EXERCISE DIRECTIONS
Could you recast every line of these items as a Markdown table with the columns No. and Line, skipping blank lines? Leave the pictures out.

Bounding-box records
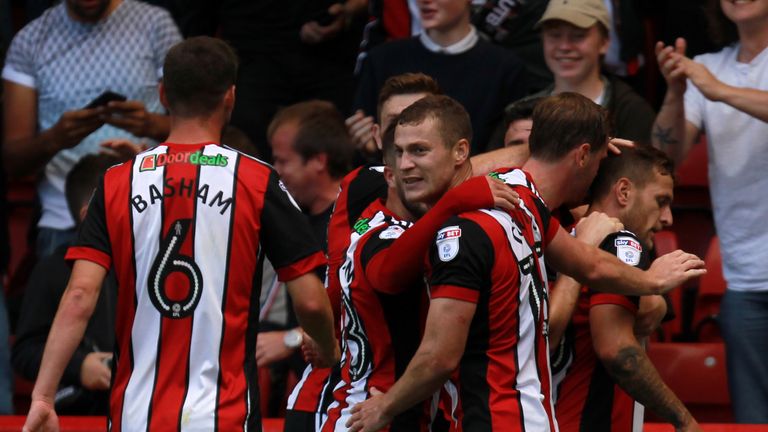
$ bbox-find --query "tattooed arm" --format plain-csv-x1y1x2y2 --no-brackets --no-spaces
589,304,700,431
651,39,699,164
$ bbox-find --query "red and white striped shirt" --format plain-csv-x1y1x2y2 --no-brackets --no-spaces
67,143,325,431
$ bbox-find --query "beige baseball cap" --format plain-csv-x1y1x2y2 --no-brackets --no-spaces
536,0,611,30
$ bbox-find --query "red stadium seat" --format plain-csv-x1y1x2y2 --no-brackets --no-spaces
648,343,733,423
653,230,683,341
675,134,709,187
693,236,726,342
0,416,284,432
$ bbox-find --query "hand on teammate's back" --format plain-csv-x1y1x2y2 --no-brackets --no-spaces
648,249,707,294
576,212,624,247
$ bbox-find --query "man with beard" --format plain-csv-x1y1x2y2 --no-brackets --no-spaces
347,94,704,431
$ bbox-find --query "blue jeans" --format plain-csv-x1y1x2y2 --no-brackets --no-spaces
720,290,768,424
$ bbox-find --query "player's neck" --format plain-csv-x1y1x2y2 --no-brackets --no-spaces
166,116,223,144
385,187,418,221
523,158,569,210
307,178,341,215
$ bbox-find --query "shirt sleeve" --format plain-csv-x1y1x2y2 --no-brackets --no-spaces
589,231,650,314
3,22,37,88
66,176,112,269
260,171,326,281
429,217,494,303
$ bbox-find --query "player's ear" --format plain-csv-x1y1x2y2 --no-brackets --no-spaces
157,80,170,111
371,123,384,151
384,165,396,189
224,84,235,112
574,143,592,168
613,177,635,207
453,138,469,165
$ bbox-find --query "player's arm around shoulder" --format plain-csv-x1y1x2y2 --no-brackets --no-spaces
23,260,107,432
286,272,341,367
589,304,700,431
546,228,706,295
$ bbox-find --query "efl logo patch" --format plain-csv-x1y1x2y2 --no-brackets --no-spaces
435,226,461,262
613,237,643,266
379,225,405,240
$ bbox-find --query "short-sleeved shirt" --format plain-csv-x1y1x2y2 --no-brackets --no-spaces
685,44,768,291
62,143,325,431
428,169,559,431
3,0,181,229
320,200,428,432
555,231,651,432
286,166,387,416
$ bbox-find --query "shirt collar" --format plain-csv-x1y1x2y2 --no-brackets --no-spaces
419,26,480,55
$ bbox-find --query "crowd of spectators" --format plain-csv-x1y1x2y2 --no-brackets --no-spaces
0,0,768,423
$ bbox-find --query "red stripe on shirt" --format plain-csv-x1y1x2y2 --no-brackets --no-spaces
149,146,198,430
430,285,480,303
104,161,136,432
64,246,112,270
217,157,269,431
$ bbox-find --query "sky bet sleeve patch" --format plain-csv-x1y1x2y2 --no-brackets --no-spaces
435,225,461,262
379,225,405,240
613,236,643,266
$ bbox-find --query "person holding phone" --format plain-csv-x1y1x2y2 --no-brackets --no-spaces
2,0,181,257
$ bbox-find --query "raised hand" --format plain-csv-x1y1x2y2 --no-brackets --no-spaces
346,387,392,432
51,107,104,151
656,38,687,94
102,100,152,137
344,110,377,153
21,400,59,432
648,249,707,294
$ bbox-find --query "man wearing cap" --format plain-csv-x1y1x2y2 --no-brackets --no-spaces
507,0,655,142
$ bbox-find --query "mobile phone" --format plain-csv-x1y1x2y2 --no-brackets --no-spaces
85,90,128,109
314,3,338,27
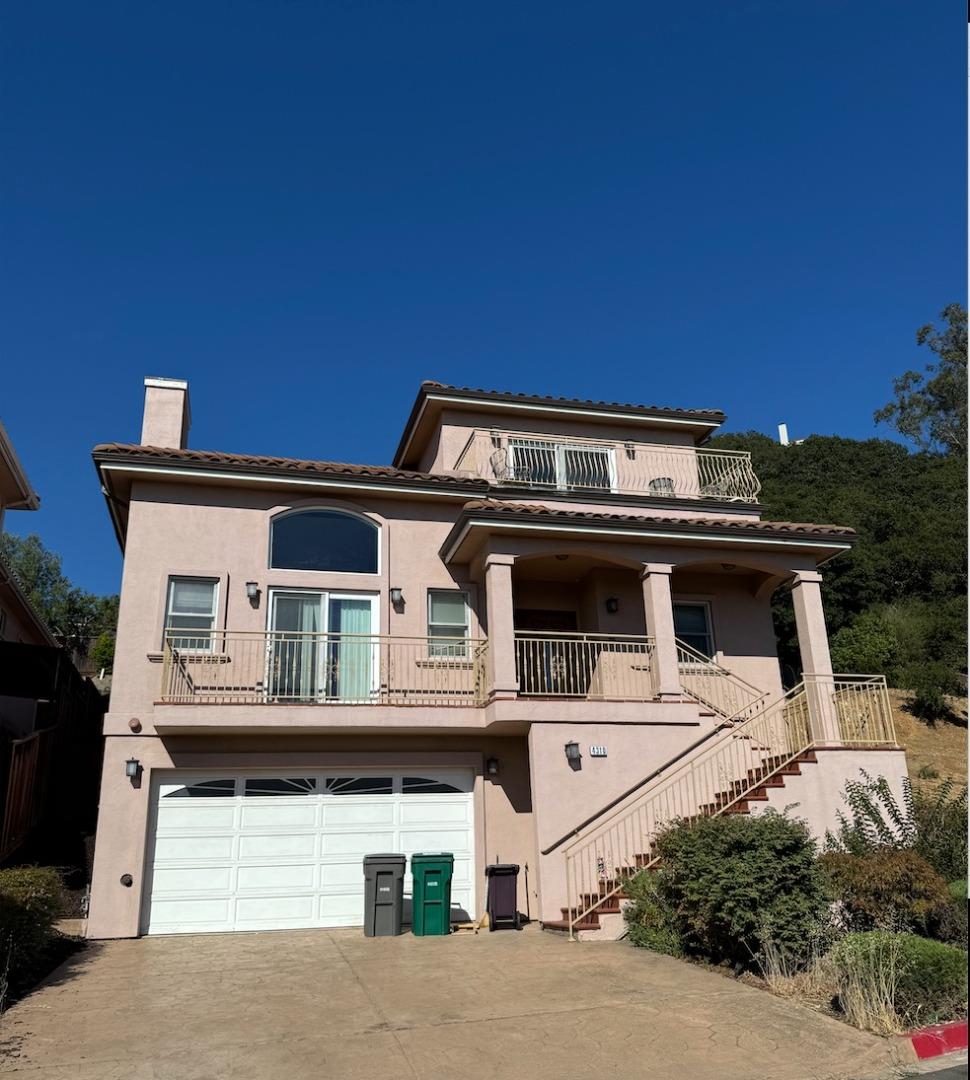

WRITTEN RESPONSE
| No. | Line |
|---|---|
| 1 | $ bbox-find --query "tattooed arm" --format plain-csv-x1y1x2y2 --no-brackets --no-spaces |
| 2 | 589,304,700,431 |
| 3 | 651,39,699,164 |
| 4 | $ bbox-find --query "red and white striped shirt" --format plain-csv-x1y1x2y2 --no-brackets --no-spaces |
| 5 | 67,143,325,431 |
| 6 | $ bbox-find --query "beige baseball cap" --format plain-csv-x1y1x2y2 --no-brackets --no-spaces |
| 7 | 536,0,611,30 |
| 8 | $ bbox-find --query "red stadium seat" --format plain-csv-x1y1x2y2 --no-brackets --no-spaces |
| 9 | 648,343,733,423 |
| 10 | 653,230,683,341 |
| 11 | 675,134,709,187 |
| 12 | 693,236,726,342 |
| 13 | 0,416,284,432 |
| 14 | $ bbox-find --query "hand on teammate's back" --format plain-csv-x1y1x2y2 --no-brackets --no-spaces |
| 15 | 648,249,707,294 |
| 16 | 576,212,624,247 |
| 17 | $ bbox-find --query "man with beard" --format plain-csv-x1y1x2y2 --no-brackets --no-spaces |
| 18 | 347,94,704,431 |
| 19 | $ bbox-find --query "blue jeans" --format plain-csv-x1y1x2y2 --no-brackets --no-spaces |
| 20 | 720,290,768,424 |
| 21 | $ bbox-find --query "player's neck" --format plain-csv-x1y1x2y2 --no-brackets --no-spaces |
| 22 | 166,116,223,144 |
| 23 | 385,187,418,221 |
| 24 | 523,158,569,210 |
| 25 | 307,178,341,215 |
| 26 | $ bbox-find --query "shirt sleeve" --format plain-csv-x1y1x2y2 --no-brackets --no-spaces |
| 27 | 589,231,650,314 |
| 28 | 3,22,37,88 |
| 29 | 66,176,112,269 |
| 30 | 260,171,326,281 |
| 31 | 429,217,494,303 |
| 32 | $ bbox-find --query "player's ear" --format plain-csv-x1y1x2y2 --no-brackets --no-spaces |
| 33 | 157,80,170,111 |
| 34 | 371,123,384,151 |
| 35 | 384,165,396,189 |
| 36 | 224,84,235,112 |
| 37 | 574,143,592,168 |
| 38 | 613,177,635,207 |
| 39 | 453,138,469,165 |
| 40 | $ bbox-find --query "player's arm around shoulder" --format plain-csv-x1y1x2y2 --no-brackets --no-spaces |
| 41 | 23,260,107,432 |
| 42 | 286,272,341,367 |
| 43 | 589,304,700,431 |
| 44 | 546,228,706,295 |
| 45 | $ bbox-find --query "efl logo patch" --format plain-csv-x1y1x2y2 --no-brackets --no-spaces |
| 46 | 435,226,461,262 |
| 47 | 613,237,643,266 |
| 48 | 379,225,405,240 |
| 49 | $ bbox-find --query "short-sleeved shirt" --format plain-csv-x1y1x2y2 --no-brackets --no-spaces |
| 50 | 685,44,768,291 |
| 51 | 62,143,325,431 |
| 52 | 428,169,559,431 |
| 53 | 3,0,181,229 |
| 54 | 320,200,428,432 |
| 55 | 555,231,651,432 |
| 56 | 286,166,387,416 |
| 57 | $ bbox-find --query "shirt collar" --format plain-csv-x1y1x2y2 --no-brackets --no-spaces |
| 58 | 419,26,480,55 |
| 59 | $ bbox-find --query "crowd of spectators" --format plain-csv-x1y1x2y2 --no-brackets --no-spaces |
| 60 | 0,0,768,423 |
| 61 | $ bbox-find --query "red stripe on shirt" --format plain-csv-x1y1x2y2 --no-brackets --no-spaces |
| 62 | 149,146,198,430 |
| 63 | 430,285,480,303 |
| 64 | 104,161,136,432 |
| 65 | 64,246,112,270 |
| 66 | 217,157,269,431 |
| 67 | $ bbox-find --query "sky bet sleeve patch" --format plain-csv-x1y1x2y2 --no-brackets --no-spaces |
| 68 | 435,225,461,262 |
| 69 | 379,225,405,240 |
| 70 | 613,236,643,266 |
| 71 | $ bbox-find --query "person holding phone" --format plain-csv-x1y1x2y2 --no-brackets --no-spaces |
| 72 | 2,0,181,257 |
| 73 | $ bbox-find --query "raised hand" --format plain-csv-x1y1x2y2 --no-brackets --no-spaces |
| 74 | 346,387,392,432 |
| 75 | 51,107,104,151 |
| 76 | 656,38,687,94 |
| 77 | 102,100,152,137 |
| 78 | 344,110,377,153 |
| 79 | 21,400,59,432 |
| 80 | 648,249,707,294 |
| 81 | $ bbox-find --query "man wearing cap" --format plain-csv-x1y1x2y2 --no-brackets --no-spaces |
| 82 | 507,0,655,142 |
| 83 | $ bbox-find --query "mobile phone" --format plain-csv-x1y1x2y2 --no-brackets --no-spaces |
| 84 | 85,90,128,109 |
| 85 | 314,3,338,27 |